Collection entries
※

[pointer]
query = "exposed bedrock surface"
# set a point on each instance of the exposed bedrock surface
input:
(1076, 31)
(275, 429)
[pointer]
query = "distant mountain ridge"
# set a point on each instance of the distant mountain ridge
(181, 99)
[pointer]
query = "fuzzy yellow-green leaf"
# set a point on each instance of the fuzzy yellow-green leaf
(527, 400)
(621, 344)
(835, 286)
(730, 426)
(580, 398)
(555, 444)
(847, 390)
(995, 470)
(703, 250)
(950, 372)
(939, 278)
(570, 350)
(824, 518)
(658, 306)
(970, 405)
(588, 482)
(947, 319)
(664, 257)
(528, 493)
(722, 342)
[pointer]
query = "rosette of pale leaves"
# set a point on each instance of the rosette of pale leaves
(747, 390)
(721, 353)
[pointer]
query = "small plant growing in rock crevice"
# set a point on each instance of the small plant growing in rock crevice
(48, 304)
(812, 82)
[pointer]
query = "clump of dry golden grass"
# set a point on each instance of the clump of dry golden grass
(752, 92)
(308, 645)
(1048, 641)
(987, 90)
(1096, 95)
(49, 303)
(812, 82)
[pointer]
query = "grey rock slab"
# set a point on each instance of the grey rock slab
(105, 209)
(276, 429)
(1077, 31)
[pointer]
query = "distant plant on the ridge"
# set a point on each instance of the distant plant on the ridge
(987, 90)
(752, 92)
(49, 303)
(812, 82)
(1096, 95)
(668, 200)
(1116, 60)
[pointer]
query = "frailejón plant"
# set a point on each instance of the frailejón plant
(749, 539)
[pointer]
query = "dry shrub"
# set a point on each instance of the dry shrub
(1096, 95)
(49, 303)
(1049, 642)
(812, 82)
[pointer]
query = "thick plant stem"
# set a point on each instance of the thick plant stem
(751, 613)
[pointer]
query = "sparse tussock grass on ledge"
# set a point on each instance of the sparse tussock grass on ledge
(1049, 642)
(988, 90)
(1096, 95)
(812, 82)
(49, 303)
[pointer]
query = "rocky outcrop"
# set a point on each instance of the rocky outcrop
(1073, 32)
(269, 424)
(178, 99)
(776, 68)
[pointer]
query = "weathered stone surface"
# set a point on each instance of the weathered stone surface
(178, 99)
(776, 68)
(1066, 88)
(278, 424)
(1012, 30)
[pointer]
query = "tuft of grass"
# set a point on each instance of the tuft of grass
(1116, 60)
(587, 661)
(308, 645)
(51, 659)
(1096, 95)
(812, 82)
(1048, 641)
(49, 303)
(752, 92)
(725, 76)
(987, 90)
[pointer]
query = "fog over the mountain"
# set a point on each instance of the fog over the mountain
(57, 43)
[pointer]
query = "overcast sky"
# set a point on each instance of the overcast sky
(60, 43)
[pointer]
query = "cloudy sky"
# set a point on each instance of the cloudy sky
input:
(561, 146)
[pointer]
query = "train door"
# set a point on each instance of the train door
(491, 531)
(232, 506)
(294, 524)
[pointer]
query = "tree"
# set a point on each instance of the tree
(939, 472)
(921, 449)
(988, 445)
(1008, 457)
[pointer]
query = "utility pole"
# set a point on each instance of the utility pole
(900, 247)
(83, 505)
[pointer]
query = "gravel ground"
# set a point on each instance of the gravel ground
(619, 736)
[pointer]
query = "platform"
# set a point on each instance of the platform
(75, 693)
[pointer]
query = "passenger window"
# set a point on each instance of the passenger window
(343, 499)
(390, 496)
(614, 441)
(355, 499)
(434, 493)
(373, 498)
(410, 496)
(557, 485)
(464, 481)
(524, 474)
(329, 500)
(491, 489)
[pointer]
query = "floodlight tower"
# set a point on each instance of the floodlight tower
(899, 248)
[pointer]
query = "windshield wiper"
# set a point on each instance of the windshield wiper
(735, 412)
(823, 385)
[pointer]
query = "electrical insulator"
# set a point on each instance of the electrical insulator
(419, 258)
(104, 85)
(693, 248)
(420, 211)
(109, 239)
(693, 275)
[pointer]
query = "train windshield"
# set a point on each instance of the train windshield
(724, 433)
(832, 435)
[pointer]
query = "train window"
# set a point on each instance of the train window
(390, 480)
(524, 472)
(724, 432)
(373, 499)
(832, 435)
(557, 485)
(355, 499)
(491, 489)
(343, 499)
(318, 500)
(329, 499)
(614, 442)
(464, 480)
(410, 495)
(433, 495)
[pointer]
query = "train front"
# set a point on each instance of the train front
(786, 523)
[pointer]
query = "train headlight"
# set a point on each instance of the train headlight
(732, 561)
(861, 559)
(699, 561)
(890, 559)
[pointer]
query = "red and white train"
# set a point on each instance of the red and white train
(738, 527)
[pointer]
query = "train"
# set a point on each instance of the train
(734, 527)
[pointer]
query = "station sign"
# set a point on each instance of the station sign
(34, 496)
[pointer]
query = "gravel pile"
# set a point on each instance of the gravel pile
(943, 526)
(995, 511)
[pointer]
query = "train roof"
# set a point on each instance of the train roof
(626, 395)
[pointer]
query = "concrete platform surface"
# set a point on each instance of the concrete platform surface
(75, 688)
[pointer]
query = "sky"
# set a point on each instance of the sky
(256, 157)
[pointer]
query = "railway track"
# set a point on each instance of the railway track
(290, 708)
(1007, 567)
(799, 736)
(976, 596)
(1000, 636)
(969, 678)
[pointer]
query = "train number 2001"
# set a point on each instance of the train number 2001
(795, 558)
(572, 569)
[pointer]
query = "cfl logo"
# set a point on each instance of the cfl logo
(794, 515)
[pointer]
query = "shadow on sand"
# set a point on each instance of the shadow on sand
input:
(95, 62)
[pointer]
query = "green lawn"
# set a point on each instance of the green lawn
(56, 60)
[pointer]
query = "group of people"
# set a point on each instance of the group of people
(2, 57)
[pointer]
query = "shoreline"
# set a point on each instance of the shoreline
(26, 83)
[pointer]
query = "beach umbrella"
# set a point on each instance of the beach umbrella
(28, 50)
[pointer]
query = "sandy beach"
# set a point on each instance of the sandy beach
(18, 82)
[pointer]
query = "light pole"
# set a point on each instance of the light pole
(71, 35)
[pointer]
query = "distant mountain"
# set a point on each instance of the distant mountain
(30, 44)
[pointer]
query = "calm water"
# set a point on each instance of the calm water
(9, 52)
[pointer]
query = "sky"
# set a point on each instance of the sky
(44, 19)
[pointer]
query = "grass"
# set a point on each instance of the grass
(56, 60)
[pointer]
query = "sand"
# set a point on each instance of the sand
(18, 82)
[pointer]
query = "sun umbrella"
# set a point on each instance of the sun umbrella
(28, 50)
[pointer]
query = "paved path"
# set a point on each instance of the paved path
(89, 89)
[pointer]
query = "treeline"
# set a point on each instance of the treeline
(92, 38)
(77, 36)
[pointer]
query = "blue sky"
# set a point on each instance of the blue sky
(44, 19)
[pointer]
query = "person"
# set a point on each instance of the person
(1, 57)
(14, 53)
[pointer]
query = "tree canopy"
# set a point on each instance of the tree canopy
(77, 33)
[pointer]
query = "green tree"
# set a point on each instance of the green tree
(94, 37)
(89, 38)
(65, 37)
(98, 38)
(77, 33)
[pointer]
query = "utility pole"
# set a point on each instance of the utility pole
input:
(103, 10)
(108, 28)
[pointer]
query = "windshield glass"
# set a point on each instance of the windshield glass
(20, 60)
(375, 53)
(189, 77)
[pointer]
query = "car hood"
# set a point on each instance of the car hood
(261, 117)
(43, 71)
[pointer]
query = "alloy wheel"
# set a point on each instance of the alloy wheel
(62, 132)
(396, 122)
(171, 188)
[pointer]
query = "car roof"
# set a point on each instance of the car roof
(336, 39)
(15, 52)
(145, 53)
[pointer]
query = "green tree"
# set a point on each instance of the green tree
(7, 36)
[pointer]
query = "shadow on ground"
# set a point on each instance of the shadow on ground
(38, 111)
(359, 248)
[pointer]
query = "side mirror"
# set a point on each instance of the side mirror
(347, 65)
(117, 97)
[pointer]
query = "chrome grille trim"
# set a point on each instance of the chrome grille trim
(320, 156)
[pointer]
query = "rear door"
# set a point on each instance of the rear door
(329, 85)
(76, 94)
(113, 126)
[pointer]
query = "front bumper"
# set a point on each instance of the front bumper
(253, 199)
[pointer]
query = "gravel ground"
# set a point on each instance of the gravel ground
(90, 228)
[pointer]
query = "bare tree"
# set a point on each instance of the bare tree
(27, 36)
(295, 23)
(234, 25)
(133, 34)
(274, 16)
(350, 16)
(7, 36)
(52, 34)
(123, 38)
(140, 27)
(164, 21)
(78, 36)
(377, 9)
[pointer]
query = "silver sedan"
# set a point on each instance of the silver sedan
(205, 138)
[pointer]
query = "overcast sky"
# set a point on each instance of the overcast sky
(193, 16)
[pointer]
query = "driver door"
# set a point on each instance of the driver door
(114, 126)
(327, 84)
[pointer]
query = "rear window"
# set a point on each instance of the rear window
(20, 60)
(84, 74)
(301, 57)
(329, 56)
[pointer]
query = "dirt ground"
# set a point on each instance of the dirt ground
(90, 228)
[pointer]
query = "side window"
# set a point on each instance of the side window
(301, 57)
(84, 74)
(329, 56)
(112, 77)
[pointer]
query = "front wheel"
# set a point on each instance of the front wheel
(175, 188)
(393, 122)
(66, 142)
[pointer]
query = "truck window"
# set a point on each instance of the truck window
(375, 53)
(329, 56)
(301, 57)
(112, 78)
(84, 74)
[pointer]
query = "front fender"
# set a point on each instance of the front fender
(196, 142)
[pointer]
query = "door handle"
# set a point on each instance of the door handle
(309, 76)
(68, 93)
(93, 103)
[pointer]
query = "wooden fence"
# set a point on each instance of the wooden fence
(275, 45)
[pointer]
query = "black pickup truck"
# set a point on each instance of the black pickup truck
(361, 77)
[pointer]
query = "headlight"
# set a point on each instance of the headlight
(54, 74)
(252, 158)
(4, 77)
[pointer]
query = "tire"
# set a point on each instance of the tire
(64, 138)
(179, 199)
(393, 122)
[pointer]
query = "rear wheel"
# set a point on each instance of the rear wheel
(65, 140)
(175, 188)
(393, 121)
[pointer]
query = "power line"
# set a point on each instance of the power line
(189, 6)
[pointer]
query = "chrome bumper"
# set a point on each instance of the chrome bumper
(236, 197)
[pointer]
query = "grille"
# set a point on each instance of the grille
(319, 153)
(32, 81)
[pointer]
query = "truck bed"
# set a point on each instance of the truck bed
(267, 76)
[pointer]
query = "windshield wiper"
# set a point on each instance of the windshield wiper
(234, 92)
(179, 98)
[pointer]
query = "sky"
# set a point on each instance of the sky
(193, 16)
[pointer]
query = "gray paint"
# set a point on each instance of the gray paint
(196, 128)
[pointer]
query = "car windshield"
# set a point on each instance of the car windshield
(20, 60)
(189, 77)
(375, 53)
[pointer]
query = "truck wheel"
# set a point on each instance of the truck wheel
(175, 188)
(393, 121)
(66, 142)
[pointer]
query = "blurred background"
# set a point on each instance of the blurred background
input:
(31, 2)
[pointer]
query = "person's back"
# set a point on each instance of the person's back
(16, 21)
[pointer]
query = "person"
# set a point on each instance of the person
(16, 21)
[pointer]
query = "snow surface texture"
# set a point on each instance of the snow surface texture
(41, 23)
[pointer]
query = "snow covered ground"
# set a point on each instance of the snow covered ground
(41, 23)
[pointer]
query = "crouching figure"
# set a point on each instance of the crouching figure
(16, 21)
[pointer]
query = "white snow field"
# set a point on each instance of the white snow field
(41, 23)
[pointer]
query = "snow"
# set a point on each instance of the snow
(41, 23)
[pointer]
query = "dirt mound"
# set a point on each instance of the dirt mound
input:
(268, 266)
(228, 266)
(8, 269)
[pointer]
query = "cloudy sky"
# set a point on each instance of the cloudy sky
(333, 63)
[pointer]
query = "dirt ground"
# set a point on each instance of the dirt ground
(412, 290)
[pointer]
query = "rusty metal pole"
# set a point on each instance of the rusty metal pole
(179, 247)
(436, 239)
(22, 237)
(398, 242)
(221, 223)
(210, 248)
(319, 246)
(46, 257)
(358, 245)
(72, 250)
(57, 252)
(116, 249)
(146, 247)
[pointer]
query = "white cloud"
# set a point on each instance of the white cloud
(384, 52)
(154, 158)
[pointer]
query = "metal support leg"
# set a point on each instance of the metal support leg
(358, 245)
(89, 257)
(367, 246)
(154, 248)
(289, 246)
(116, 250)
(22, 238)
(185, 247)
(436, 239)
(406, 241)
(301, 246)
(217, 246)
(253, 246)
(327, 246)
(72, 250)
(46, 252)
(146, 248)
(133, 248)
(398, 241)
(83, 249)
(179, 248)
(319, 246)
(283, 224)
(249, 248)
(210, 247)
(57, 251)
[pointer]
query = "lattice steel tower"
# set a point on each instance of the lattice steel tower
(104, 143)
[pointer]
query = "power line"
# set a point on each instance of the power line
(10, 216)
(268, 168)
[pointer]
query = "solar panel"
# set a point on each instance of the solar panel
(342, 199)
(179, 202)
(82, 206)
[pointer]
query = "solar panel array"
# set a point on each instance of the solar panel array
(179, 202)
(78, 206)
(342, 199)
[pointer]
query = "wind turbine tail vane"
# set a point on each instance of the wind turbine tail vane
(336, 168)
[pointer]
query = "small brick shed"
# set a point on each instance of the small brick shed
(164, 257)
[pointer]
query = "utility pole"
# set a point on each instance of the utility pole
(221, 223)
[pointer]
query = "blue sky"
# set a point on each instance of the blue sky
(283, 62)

※

◆ Task to complete: How many lines of the material above contain the string "tire"? Reply with the number alone.

◆ Response below: 2